SET EXERCISE: Output the lines of the records below, from the line containing "GET /detect?q=tree line&fmt=prose_corners" to the line containing "top-left (639, 89), bottom-right (800, 316)", as a Markdown table with the columns Row and Line, omitting blank lines. Include both end lines and no other lines.

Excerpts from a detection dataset
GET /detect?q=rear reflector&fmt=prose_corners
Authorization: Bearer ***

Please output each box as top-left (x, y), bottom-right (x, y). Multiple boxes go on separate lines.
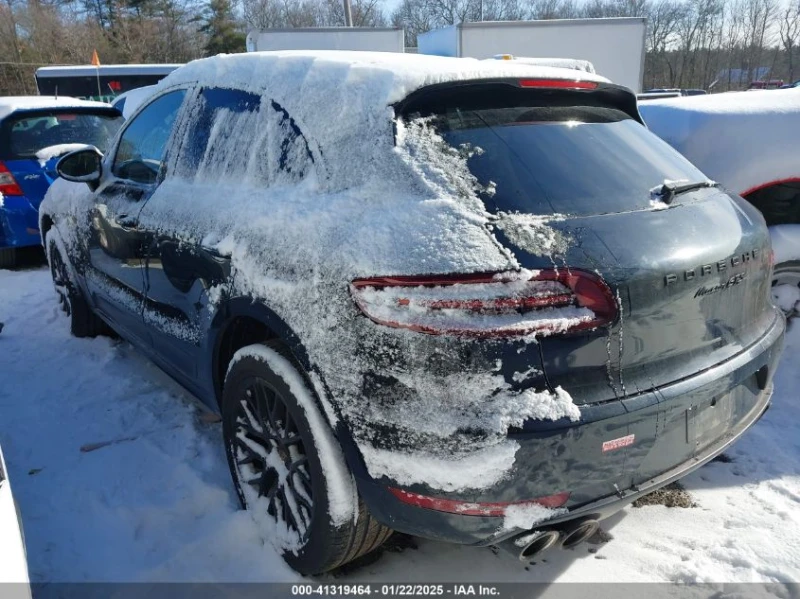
top-left (389, 487), bottom-right (569, 516)
top-left (350, 269), bottom-right (617, 337)
top-left (519, 79), bottom-right (597, 89)
top-left (0, 161), bottom-right (22, 196)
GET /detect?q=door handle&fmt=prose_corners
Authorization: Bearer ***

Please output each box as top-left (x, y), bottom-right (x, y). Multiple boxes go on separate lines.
top-left (116, 214), bottom-right (139, 229)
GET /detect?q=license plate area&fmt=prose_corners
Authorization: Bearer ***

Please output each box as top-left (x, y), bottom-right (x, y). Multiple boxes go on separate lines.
top-left (689, 374), bottom-right (758, 454)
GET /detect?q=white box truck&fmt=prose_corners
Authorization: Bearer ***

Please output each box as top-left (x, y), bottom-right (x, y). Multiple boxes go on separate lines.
top-left (247, 27), bottom-right (405, 52)
top-left (417, 17), bottom-right (646, 92)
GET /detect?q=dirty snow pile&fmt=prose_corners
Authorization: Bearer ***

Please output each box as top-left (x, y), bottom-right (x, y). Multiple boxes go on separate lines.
top-left (42, 52), bottom-right (592, 496)
top-left (36, 144), bottom-right (87, 166)
top-left (0, 268), bottom-right (800, 584)
top-left (639, 89), bottom-right (800, 194)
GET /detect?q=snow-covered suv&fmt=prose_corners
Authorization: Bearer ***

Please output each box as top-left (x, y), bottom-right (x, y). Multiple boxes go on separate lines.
top-left (41, 52), bottom-right (784, 573)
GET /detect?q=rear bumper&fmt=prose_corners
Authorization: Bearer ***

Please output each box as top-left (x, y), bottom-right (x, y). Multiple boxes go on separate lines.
top-left (0, 196), bottom-right (42, 248)
top-left (348, 311), bottom-right (784, 545)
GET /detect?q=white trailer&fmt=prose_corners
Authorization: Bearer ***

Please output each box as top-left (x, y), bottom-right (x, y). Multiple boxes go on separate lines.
top-left (247, 27), bottom-right (405, 52)
top-left (417, 17), bottom-right (646, 92)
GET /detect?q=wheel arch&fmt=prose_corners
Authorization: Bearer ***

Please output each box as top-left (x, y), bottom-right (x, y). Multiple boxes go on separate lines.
top-left (39, 212), bottom-right (55, 247)
top-left (209, 297), bottom-right (324, 412)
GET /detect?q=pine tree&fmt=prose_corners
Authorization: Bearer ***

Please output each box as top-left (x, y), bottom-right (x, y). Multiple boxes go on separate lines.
top-left (200, 0), bottom-right (245, 56)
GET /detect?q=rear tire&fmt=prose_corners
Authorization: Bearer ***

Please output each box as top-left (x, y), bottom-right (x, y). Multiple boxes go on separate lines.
top-left (222, 344), bottom-right (393, 575)
top-left (45, 228), bottom-right (109, 337)
top-left (772, 260), bottom-right (800, 318)
top-left (0, 248), bottom-right (17, 268)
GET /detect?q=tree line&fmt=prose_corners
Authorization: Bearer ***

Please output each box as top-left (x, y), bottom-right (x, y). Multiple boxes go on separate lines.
top-left (0, 0), bottom-right (800, 95)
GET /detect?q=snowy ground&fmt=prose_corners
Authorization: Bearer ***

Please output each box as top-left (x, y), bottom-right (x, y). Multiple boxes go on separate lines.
top-left (0, 269), bottom-right (800, 583)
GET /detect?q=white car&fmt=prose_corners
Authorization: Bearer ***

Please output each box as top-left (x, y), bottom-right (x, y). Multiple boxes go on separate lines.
top-left (0, 450), bottom-right (31, 599)
top-left (639, 89), bottom-right (800, 316)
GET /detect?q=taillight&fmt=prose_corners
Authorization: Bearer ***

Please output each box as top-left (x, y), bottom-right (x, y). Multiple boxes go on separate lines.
top-left (519, 79), bottom-right (597, 89)
top-left (350, 269), bottom-right (617, 337)
top-left (0, 161), bottom-right (22, 196)
top-left (389, 487), bottom-right (570, 516)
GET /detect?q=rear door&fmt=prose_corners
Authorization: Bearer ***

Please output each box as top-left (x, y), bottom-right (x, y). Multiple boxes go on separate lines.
top-left (140, 87), bottom-right (313, 377)
top-left (86, 89), bottom-right (186, 345)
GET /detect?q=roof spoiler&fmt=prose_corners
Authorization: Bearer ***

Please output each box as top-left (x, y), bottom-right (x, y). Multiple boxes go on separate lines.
top-left (393, 76), bottom-right (644, 125)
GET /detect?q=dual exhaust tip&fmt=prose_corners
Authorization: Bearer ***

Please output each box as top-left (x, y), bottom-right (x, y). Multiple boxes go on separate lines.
top-left (503, 520), bottom-right (600, 562)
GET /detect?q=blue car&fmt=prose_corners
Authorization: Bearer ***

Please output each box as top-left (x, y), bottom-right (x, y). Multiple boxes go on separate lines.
top-left (0, 96), bottom-right (122, 268)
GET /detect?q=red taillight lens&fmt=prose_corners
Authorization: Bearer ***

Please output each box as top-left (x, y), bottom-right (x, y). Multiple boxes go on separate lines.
top-left (0, 161), bottom-right (22, 196)
top-left (389, 487), bottom-right (569, 516)
top-left (519, 79), bottom-right (597, 89)
top-left (350, 269), bottom-right (617, 337)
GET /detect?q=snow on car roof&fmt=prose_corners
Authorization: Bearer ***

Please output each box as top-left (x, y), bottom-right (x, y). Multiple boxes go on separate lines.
top-left (164, 50), bottom-right (608, 105)
top-left (154, 50), bottom-right (608, 196)
top-left (0, 96), bottom-right (109, 119)
top-left (639, 89), bottom-right (800, 194)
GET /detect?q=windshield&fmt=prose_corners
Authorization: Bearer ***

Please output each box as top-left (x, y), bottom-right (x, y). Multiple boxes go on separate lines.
top-left (408, 105), bottom-right (707, 216)
top-left (0, 112), bottom-right (122, 160)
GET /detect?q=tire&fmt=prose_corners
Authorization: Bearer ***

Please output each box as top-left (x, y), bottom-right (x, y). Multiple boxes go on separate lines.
top-left (0, 248), bottom-right (17, 268)
top-left (772, 260), bottom-right (800, 318)
top-left (222, 344), bottom-right (393, 575)
top-left (45, 228), bottom-right (109, 337)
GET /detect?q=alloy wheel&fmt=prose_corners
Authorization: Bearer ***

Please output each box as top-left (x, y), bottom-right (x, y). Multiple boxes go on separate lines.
top-left (233, 379), bottom-right (314, 541)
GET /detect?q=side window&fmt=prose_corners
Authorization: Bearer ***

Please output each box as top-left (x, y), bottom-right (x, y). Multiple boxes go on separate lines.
top-left (179, 88), bottom-right (261, 176)
top-left (272, 102), bottom-right (314, 181)
top-left (111, 89), bottom-right (186, 184)
top-left (177, 88), bottom-right (314, 185)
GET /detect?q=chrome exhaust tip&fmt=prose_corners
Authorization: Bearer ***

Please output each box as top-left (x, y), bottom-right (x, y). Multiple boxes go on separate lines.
top-left (514, 530), bottom-right (561, 562)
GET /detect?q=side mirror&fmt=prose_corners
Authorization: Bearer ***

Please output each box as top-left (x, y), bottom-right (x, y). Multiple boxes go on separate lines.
top-left (56, 146), bottom-right (103, 190)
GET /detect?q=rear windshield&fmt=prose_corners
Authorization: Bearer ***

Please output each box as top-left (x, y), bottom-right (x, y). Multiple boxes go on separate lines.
top-left (406, 94), bottom-right (707, 216)
top-left (0, 112), bottom-right (122, 160)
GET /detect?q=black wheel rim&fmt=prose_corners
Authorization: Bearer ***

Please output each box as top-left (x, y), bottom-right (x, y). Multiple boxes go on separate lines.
top-left (233, 379), bottom-right (314, 542)
top-left (50, 244), bottom-right (72, 316)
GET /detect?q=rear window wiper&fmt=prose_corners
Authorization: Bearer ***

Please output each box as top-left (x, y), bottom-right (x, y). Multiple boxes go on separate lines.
top-left (655, 180), bottom-right (719, 204)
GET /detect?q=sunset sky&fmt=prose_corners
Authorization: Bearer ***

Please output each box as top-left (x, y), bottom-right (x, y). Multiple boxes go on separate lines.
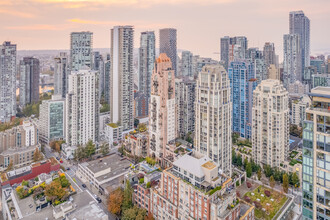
top-left (0, 0), bottom-right (330, 61)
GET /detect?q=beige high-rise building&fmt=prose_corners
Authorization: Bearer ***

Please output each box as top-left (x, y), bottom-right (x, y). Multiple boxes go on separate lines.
top-left (268, 64), bottom-right (280, 80)
top-left (149, 53), bottom-right (176, 165)
top-left (252, 79), bottom-right (290, 167)
top-left (195, 65), bottom-right (232, 176)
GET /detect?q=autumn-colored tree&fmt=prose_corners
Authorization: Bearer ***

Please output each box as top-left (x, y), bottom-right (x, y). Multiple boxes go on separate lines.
top-left (108, 188), bottom-right (124, 215)
top-left (6, 160), bottom-right (14, 171)
top-left (33, 148), bottom-right (43, 162)
top-left (144, 212), bottom-right (155, 220)
top-left (282, 174), bottom-right (289, 193)
top-left (45, 181), bottom-right (67, 202)
top-left (269, 176), bottom-right (275, 190)
top-left (257, 169), bottom-right (262, 180)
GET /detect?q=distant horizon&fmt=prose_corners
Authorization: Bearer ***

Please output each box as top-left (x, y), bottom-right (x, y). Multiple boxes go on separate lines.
top-left (0, 0), bottom-right (330, 62)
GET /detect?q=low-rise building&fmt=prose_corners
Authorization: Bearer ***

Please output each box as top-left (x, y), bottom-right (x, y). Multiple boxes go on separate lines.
top-left (105, 123), bottom-right (123, 146)
top-left (77, 154), bottom-right (131, 193)
top-left (134, 152), bottom-right (254, 220)
top-left (0, 120), bottom-right (41, 169)
top-left (123, 132), bottom-right (149, 157)
top-left (292, 95), bottom-right (312, 127)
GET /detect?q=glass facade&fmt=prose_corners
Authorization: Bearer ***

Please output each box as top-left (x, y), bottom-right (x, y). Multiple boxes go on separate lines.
top-left (228, 61), bottom-right (257, 139)
top-left (302, 90), bottom-right (330, 220)
top-left (49, 102), bottom-right (64, 140)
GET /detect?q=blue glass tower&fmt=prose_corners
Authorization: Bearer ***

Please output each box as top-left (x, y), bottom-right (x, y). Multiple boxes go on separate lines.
top-left (228, 61), bottom-right (257, 139)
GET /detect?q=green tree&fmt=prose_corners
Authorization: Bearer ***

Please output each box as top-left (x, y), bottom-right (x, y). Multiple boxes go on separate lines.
top-left (236, 153), bottom-right (243, 167)
top-left (292, 172), bottom-right (300, 187)
top-left (282, 174), bottom-right (289, 193)
top-left (258, 169), bottom-right (262, 180)
top-left (121, 181), bottom-right (133, 211)
top-left (101, 144), bottom-right (109, 156)
top-left (269, 176), bottom-right (275, 190)
top-left (231, 148), bottom-right (236, 165)
top-left (45, 181), bottom-right (67, 202)
top-left (246, 162), bottom-right (252, 178)
top-left (33, 148), bottom-right (43, 162)
top-left (85, 140), bottom-right (96, 157)
top-left (122, 206), bottom-right (146, 220)
top-left (108, 188), bottom-right (124, 215)
top-left (244, 157), bottom-right (249, 170)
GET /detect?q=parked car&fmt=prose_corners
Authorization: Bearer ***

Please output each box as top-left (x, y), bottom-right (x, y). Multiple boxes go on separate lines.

RESPONSE BELOW:
| Row | Line |
|---|---|
| 1 | GET /detect?q=tree line&fmt=prose_corners |
| 2 | Authorization: Bearer *** |
| 3 | Please output each box as top-left (x, y), bottom-right (x, y). Multiple boxes go on separate lines. |
| 4 | top-left (0, 0), bottom-right (800, 95) |
| 5 | GET /detect?q=snowy ground&fmt=prose_corners |
| 6 | Authorization: Bearer *** |
| 7 | Please output each box as top-left (x, y), bottom-right (x, y). Multiple boxes go on separate lines. |
| 8 | top-left (0, 269), bottom-right (800, 583) |
| 9 | GET /detect?q=white car&fmt=prose_corners |
| 10 | Authorization: Bearer *** |
| 11 | Please output each box as top-left (x, y), bottom-right (x, y). Multiple boxes go on separate lines. |
| 12 | top-left (0, 450), bottom-right (31, 599) |
| 13 | top-left (639, 89), bottom-right (800, 316) |